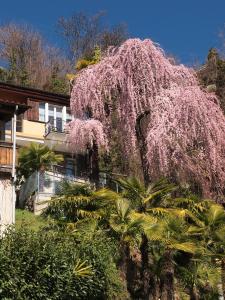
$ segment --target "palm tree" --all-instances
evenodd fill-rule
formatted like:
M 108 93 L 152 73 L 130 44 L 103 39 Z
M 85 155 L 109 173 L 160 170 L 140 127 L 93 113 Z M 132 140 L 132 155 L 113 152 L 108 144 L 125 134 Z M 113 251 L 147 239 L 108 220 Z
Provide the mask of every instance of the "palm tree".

⁂

◆ Directions for this task
Once the line with "M 108 93 L 152 73 L 130 44 L 103 39 Z" is found, transcribe it and each line after it through the final line of the entries, exactly and only.

◆ Reply
M 108 93 L 152 73 L 130 44 L 103 39 Z
M 85 155 L 109 173 L 160 170 L 140 127 L 93 113 Z M 132 140 L 132 155 L 113 152 L 108 144 L 125 134 Z M 113 251 L 147 239 L 108 220 Z
Provide the mask of every instance of the "palm tree".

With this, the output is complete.